◆ **TAREAS**
**A.** Indica si cada afirmación concuerda con el texto sobre Rubén Darío y la Navidad, respondiendo sí o no y citando entre comillas las palabras del texto que lo deciden: (i) Rubén Darío pasó su última Navidad en Managua; (ii) en La queja del establo los protagonistas son un camello y un caballo; (iii) en Cuento de Nochebuena quien conmueve al Niño Jesús es uno de los Reyes Magos.
**B.** Completa el texto sobre Rubén Darío y la Navidad escribiendo lo que sigue a su última oración.

◆ **TEXTO DE LECTURA**
»»
«NOCHEBUENA» Y «LOS REYES MAGOS»

«Triunfa el amor, y a su fiesta os convida».
Rubén Darío

La Natividad y otros temas de la infancia de Cristo, temple y oro sobre tabla, h. 1330.

Leí que Rubén Darío (1867-1916), el poeta inmenso que retó al Tiempo y lo venció con sus versos, pasó su última Navidad en Managua. Era pobre, estaba enfermo y se sentía triste.

Los poemas y las narraciones de Rubén Darío sobre la Epifanía respiran aromas distintos según van transcurriendo los años. Sus últimos escritos sobre la liturgia de la Navidad huelen a crisantemos. Es el caso del relato en verso titulado La queja del establo, que tiene como protagonistas a la mula y al buey. En la obra, los animales —que entablan conversación con un ángel— encontrarán compensación por su entrega cuando hayan muerto. Así termina La queja del establo:

¡Oh, suaves almas! ¡Oh, amables bestias!
Aquí no encontraréis sino amargas molestias.
Mas os voy a decir, a decir un secreto de Dios
que hondamente interesa sólo a vosotros dos:
¡Vosotros que en Belén fuisteis por nuestra Luz,
Os juntaréis con quien compartiera su Cruz.
Y allá, en el Sacro Empíreo, donde os lleve el deseo,
os llevará a pastar San Simón Cireneo…!

La queja del establo fue escrita en 1915, en los inicios de la Primera Guerra Mundial. De ahí, quizá, el desencanto de Darío con la humanidad. Es Dios, y no «el malévolo humano» quien dará su sitio a las bestias que en el pesebre lo calentaron.

Hoy leerás un poema y un cuento en el que Rubén Darío utiliza a los tres santos Reyes para transmitir un mensaje hondo. No tienen este poema y este cuento la intención de rendirse ante sus Sabias Majestades. No.

En Los tres Reyes Magos, Darío pide silencio a Melchor, a Gaspar y a Baltasar cuando llega el momento crucial: la revelación del Niño a los Sabios —«Cristo resurge»—. En Cuento de Nochebuena, Longinos, un monje pobre, es quien conmueve al pequeño Jesús con su ofrenda, una ofrenda que nace de sus entrañas.
««
◆ **ENTRADAS EXTRAÍDAS**
»»
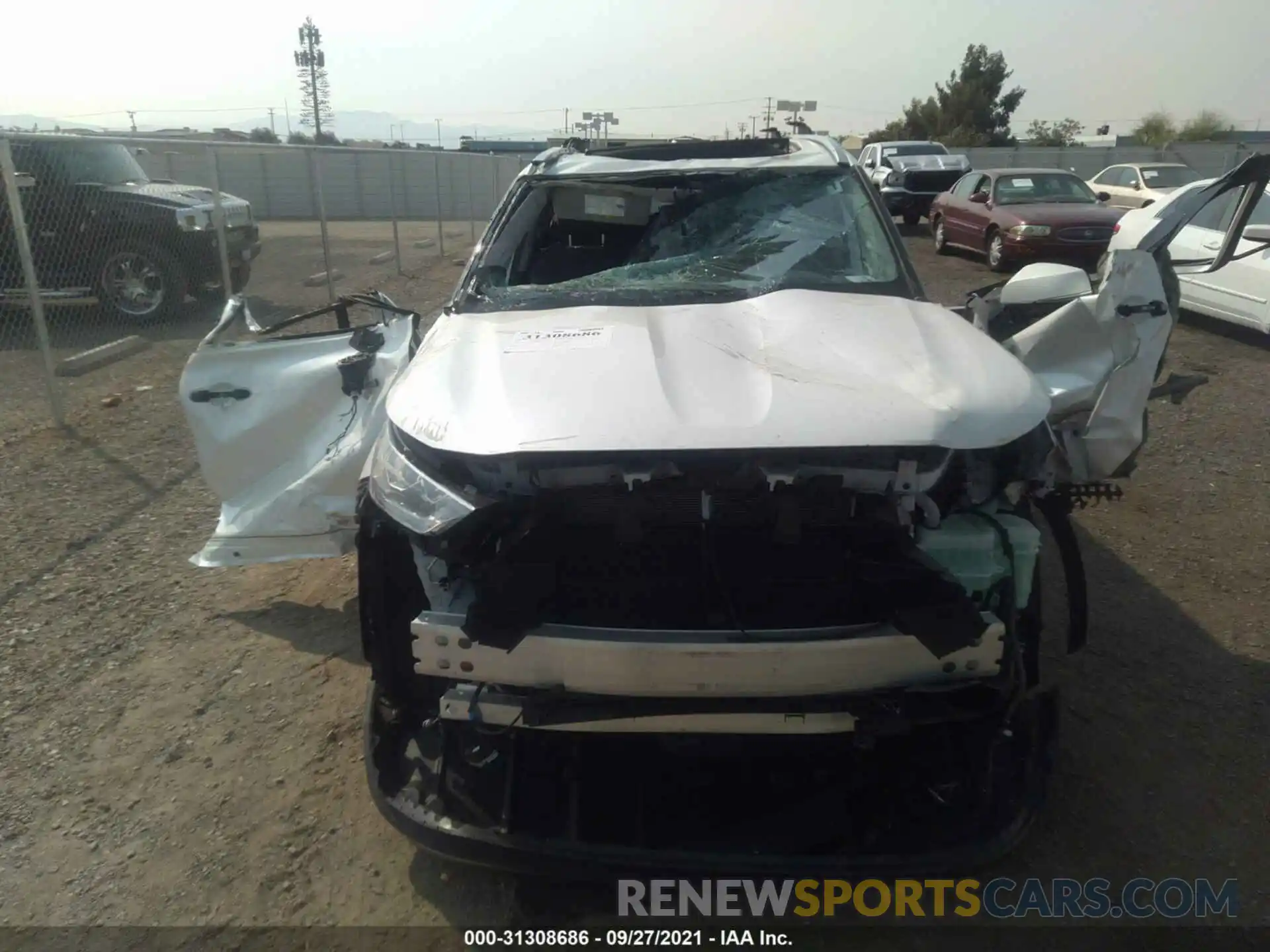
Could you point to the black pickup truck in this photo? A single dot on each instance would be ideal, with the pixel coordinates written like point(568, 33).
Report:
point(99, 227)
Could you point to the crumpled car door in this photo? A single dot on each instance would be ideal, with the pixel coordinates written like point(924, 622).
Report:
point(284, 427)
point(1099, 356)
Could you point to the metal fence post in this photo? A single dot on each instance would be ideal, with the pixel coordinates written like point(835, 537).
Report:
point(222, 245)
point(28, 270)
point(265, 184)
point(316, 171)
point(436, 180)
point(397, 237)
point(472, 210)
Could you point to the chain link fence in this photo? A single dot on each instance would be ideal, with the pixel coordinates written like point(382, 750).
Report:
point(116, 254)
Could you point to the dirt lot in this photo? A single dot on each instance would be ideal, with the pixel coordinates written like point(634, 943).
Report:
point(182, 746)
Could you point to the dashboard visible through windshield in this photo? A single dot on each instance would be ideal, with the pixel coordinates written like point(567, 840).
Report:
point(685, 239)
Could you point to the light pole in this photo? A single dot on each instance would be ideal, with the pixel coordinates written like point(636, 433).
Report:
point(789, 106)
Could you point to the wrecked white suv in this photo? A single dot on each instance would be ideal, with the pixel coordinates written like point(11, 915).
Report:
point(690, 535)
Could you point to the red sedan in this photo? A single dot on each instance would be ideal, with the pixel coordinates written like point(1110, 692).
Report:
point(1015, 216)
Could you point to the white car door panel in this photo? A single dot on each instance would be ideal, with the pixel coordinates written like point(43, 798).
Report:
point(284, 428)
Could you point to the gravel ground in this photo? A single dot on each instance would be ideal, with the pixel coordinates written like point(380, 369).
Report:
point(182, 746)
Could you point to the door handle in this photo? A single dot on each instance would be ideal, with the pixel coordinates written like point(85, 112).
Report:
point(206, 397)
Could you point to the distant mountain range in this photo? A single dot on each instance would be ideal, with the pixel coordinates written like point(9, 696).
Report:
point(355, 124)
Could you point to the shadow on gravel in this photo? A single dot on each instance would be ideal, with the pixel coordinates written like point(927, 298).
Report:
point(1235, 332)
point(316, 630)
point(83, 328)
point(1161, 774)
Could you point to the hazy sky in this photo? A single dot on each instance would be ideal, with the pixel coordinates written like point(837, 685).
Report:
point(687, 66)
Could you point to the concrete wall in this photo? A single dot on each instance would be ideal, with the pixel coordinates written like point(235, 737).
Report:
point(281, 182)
««
◆ **RESPUESTAS**
**A.**
(i) Sí: «pasó su última Navidad en Managua».
(ii) No: «tiene como protagonistas a la mula y al buey».
(iii) No: «Longinos, un monje pobre, es quien conmueve al pequeño Jesús con su ofrenda».

**B.**
Oro, incienso y mirra llevaron los Magos al pesebre donde descansa el Niño con María y José. Oro… ¡porque es Rey! Mirra… ¡porque es hombre! Incienso… ¡porque es Dios! Realeza, humanidad, divinidad. Eso es lo que representan los tesoros guardados en los cofres de Melchor, Gaspar y Baltasar.

En Los tres Reyes Magos y en el Cuento de Nochebuena hallamos un Rubén Darío menos preocupado por vestir la palabra con prendas traídas de tierras lejanas, prendas cargadas de filigranas. En ambas creaciones el pensamiento del monarca modernista vence a las chinerías, a los faunos y a las pedrerías. Hay maestría en el contar. Y hay… ¡alma!

POEMA Y CUENTO

«Al ver la estrella, los sabios se llenaron de alegría. Luego entraron en la casa y vieron al Niño con María, su madre. Y arrodillándose, lo adoraron. Abrieron sus cofres, y le ofrecieron oro, incienso y mirra».
(Mt 2:10-11)

La Adoración de los Reyes Magos, Fray Juan Bautista Maíno, óleo sobre lienzo, 1612-1614.

LOS TRES REYES MAGOS

—Yo soy Gaspar. Aquí traigo el incienso.
Vengo a decir: La vida es pura y bella.
Existe Dios. El amor es inmenso.
¡Todo lo sé por la divina estrella!

—Yo soy Melchor. Mi mirra aroma todo.
Existe Dios. Él es la luz del día.
La blanca flor tiene sus pies en lodo.
¡Y en el placer hay la melancolía!

—Yo soy Baltasar. Traigo el oro. Aseguro
que existe Dios. Él es grande y fuerte.
Todo lo sé por el lucero puro
que brilla en la diadema de la Muerte.

—Gaspar, Melchor y Baltasar, callaos.
Triunfa el amor, y a su fiesta os convida.
Cristo resurge, hace la luz del caos
y tiene la corona de la vida.

Nota: «Los Tres Reyes Magos» se encuentra dentro de «Cantos de Vida y Esperanza» (1906).

La Adoración de los Magos, Pedro Núñez del Valle, óleo sobre lienzo, 1631.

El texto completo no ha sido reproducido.